Begin Document section

# Advice re:credit union loan



## blinkbelle (4 Apr 2006)

Hi, hope im posting in the proper place. Im new!

My partner and I have applied for a 12,000 loan out of the credit union.  The account is in my name about 1000 savings, had 2other small loans about 600 left on at the moment.  I dont work but I get roughly 1100 per month social welfare etc.  My partner works and is on 23000 a yr plus commission.  We have just bought a house and want to do it up a bit.  So the nice lady took all this down and said the meeting is on monday so we will know next tuesday.  I cant help wonder though will it be approved.  

Anyone else deal with the credit union? Im kinda worrying because I dont have that much savings.  

Can anyone tell me if credit union do those icb checks? my friend has told me they dont.


----------



## ClubMan (4 Apr 2006)

Some _CUs _are part of the _ICB _system nowadays and more are planning to join.

Can you realistically afford the additional debts on top of what you already owe? Have you drawn up a realistic income/expenditure budget to show that you can (or can't)?


----------



## blinkbelle (4 Apr 2006)

hi clubman, 

Well we have sat down and worked out what we would be able to afford to pay back about €300 pm.  We also have another savings account in aib with 2000 in it. We are good savers, and dont splurge on nice things eg cars, hoildays.  We have been renting for five years before buying this house so instead of rent it will be our mortgage.


----------



## ClubMan (4 Apr 2006)

Why no use the €2000 on deposit to reduce your borrowing requirements? In general it does not make sense to borrow while maintaining savings (with the exception of one's mortgage and possible an emergency cash fund).


----------



## wexford (5 Apr 2006)

no. leave your 2000 where it is - or move it to an account where it will earn more interest for you. many credit unions will not let you touch your savings if your loan is higher than your savings (not all cu's, but most of them). you are on a tight budget. If anything happens and you need money quickly, you will have access to the 2000 - instead of taking out another loan on top of mortgage repayments (interest rate hikes coming) and remember that CU's charge high interest. 

you'll get the CU loan - best of luck!


----------



## Murt10 (5 Apr 2006)

blinkbelle said:
			
		

> I dont work but I get roughly 1100 per month social welfare etc. My partner works and is on 23000 a yr plus commission. We have just bought a house.




As your circumstances have now changed are you sure that you are still entitled to this amount of SW. Could be a problem affording to repay such a loan if your entitlements were to drop.

End Document section
Begin Information given

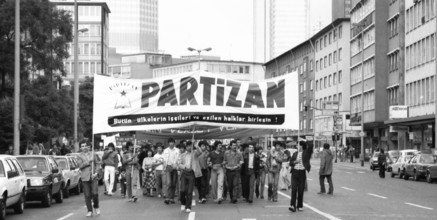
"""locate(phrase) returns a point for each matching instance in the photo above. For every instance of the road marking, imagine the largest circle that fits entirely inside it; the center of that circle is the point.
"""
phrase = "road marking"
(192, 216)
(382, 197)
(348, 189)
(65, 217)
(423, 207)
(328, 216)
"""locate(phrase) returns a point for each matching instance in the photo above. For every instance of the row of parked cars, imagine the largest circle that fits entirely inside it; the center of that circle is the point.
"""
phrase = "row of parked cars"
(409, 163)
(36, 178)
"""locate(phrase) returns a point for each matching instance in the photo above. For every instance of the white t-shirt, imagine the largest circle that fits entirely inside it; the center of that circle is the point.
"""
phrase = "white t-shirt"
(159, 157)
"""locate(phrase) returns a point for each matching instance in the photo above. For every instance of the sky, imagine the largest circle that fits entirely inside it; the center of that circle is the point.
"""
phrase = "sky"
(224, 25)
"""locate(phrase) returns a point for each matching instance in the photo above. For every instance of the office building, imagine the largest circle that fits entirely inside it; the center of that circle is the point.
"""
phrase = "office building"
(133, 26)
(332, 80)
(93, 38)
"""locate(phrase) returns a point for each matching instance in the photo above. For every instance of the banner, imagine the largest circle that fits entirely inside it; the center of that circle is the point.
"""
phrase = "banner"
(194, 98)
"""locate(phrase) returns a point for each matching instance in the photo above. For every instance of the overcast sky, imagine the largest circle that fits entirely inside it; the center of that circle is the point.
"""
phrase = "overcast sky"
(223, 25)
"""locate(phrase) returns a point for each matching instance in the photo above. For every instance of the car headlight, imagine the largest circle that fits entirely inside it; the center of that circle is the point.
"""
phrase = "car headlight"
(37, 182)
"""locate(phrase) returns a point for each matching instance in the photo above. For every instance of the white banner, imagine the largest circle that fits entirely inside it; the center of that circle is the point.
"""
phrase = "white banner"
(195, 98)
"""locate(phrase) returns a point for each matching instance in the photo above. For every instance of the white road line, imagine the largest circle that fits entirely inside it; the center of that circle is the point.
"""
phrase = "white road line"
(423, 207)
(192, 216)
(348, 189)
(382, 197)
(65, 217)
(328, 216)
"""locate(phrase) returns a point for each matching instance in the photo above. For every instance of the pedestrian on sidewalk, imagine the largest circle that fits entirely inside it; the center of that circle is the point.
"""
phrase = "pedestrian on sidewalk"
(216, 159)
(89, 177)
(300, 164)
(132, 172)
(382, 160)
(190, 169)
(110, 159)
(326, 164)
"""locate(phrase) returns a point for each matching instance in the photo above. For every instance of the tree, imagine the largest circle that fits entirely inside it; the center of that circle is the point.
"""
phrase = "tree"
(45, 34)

End Information given

Exercise instructions:
1 - Summarize the credit union loan thread in two sentences.
2 - Reproduce the stretch of the credit union loan thread from "## wexford (5" through "charge high interest.".
The rows are separate material, unrelated to the forum thread above.

Task-by-task outputs:
1 - A poster asks whether a credit union will approve a 12,000 loan to do up a newly bought house, and whether credit unions run ICB checks; one reply says some credit unions are part of the ICB system, asks whether the extra debt is affordable, and suggests using the 2000 on deposit to reduce the borrowing. Another reply advises keeping the 2000 for emergencies and predicts the loan will be granted, while a final reply warns that the poster's social welfare entitlement may no longer be the same now that circumstances have changed.

2 -
## wexford (5 Apr 2006)

no. leave your 2000 where it is - or move it to an account where it will earn more interest for you. many credit unions will not let you touch your savings if your loan is higher than your savings (not all cu's, but most of them). you are on a tight budget. If anything happens and you need money quickly, you will have access to the 2000 - instead of taking out another loan on top of mortgage repayments (interest rate hikes coming) and remember that CU's charge high interest.